**TASK TO CARRY OUT:** List every line of the listing below that contains the string "painted", treating uppercase and lowercase as different.

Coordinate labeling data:
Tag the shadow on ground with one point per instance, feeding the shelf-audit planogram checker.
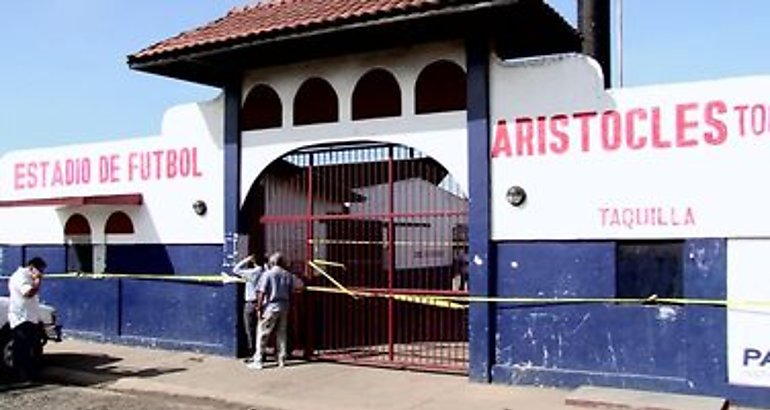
(84, 369)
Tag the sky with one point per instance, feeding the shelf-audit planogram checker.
(64, 77)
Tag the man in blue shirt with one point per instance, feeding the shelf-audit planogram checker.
(273, 300)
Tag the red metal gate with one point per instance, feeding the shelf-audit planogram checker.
(388, 224)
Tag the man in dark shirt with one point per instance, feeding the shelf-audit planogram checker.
(273, 298)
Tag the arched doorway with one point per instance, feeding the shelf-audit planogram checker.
(388, 224)
(77, 237)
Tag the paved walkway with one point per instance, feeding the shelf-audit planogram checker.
(299, 386)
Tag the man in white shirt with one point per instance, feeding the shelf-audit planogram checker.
(273, 299)
(250, 270)
(24, 316)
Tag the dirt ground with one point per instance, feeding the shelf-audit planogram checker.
(58, 397)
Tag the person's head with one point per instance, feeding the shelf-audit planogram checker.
(277, 259)
(259, 260)
(37, 263)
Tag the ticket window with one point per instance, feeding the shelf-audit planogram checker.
(646, 268)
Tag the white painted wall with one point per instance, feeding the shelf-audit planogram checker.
(166, 215)
(441, 136)
(748, 324)
(690, 188)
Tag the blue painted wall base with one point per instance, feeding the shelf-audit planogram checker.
(157, 313)
(667, 348)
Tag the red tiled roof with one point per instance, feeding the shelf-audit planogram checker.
(276, 16)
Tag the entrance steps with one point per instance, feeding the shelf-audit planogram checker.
(602, 398)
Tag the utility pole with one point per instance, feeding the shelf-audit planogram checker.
(594, 25)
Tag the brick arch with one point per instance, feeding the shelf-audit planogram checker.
(376, 95)
(315, 102)
(119, 223)
(440, 87)
(262, 109)
(77, 224)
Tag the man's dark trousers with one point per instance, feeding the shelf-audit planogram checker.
(26, 345)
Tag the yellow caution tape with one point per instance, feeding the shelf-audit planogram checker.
(422, 244)
(450, 302)
(428, 300)
(331, 279)
(329, 263)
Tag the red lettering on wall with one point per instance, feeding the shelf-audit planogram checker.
(718, 133)
(502, 144)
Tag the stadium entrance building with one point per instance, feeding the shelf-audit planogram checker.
(453, 182)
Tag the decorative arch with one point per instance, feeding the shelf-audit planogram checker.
(376, 95)
(119, 223)
(440, 87)
(315, 102)
(79, 249)
(262, 109)
(77, 225)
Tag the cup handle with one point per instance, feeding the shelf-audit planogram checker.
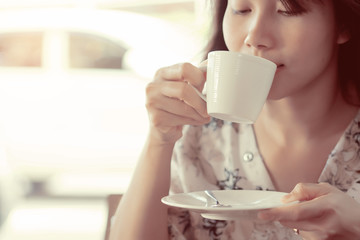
(203, 68)
(198, 92)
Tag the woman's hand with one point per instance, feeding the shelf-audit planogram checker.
(172, 102)
(324, 212)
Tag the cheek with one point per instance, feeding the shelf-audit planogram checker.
(232, 33)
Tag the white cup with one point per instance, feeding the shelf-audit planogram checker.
(237, 85)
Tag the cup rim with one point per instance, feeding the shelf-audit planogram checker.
(246, 56)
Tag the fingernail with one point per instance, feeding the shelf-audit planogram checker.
(265, 215)
(287, 198)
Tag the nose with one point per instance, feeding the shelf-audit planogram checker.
(260, 34)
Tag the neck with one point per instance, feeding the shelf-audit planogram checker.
(315, 116)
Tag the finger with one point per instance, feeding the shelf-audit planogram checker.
(176, 107)
(163, 119)
(307, 191)
(182, 72)
(297, 212)
(185, 93)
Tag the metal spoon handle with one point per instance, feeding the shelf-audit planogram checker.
(211, 195)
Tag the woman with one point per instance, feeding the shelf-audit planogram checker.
(311, 149)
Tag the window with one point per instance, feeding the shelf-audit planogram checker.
(90, 51)
(21, 49)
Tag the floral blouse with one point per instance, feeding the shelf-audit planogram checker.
(224, 155)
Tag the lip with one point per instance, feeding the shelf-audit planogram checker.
(279, 67)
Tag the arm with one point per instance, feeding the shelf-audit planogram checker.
(324, 212)
(171, 103)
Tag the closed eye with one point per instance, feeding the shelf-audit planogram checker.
(288, 13)
(241, 12)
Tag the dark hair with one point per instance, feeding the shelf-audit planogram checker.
(347, 13)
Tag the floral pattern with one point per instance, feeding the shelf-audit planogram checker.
(212, 157)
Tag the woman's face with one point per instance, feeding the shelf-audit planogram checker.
(303, 45)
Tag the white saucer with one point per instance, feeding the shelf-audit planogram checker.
(244, 203)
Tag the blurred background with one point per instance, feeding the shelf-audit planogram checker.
(72, 104)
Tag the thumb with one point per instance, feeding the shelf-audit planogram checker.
(307, 191)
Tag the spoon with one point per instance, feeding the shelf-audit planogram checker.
(217, 203)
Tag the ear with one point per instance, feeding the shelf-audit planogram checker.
(344, 36)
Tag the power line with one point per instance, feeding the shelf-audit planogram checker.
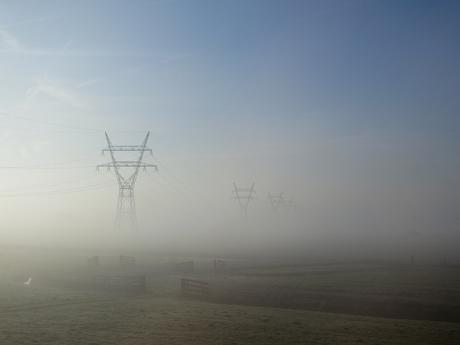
(43, 185)
(65, 191)
(47, 165)
(196, 172)
(50, 123)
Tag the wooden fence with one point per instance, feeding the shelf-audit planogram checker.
(219, 265)
(123, 260)
(127, 260)
(194, 288)
(119, 283)
(182, 267)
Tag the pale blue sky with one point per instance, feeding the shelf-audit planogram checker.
(350, 107)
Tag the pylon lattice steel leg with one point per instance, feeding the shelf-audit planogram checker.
(126, 207)
(243, 200)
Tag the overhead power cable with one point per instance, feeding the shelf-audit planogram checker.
(65, 191)
(83, 130)
(49, 184)
(44, 166)
(196, 172)
(52, 124)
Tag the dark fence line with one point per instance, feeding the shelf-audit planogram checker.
(219, 265)
(182, 267)
(123, 260)
(120, 283)
(127, 260)
(194, 288)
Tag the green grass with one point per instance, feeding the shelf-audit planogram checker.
(47, 314)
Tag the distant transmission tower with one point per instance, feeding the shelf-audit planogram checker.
(243, 199)
(126, 208)
(275, 201)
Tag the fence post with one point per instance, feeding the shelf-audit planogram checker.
(143, 284)
(183, 288)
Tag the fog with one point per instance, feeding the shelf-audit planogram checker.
(347, 109)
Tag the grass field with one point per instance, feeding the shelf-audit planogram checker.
(59, 306)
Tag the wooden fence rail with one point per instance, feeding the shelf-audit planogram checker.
(122, 260)
(195, 288)
(120, 283)
(182, 267)
(127, 260)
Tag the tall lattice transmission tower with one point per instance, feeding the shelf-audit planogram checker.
(244, 198)
(126, 208)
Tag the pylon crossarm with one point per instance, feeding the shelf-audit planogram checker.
(128, 164)
(127, 148)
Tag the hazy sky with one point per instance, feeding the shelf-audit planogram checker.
(349, 107)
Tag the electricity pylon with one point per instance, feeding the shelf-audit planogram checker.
(126, 208)
(276, 201)
(243, 199)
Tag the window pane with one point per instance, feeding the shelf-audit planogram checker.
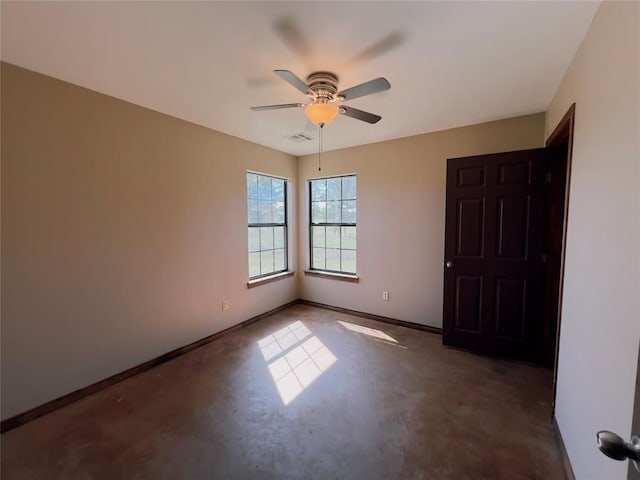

**OUTPUT BELOW:**
Tag the white painted wall with one point per instance, feeding the shelf-audit planogram checker.
Tag the blue painted wall base with one point per instance, feeding the shelf-audit planogram checker.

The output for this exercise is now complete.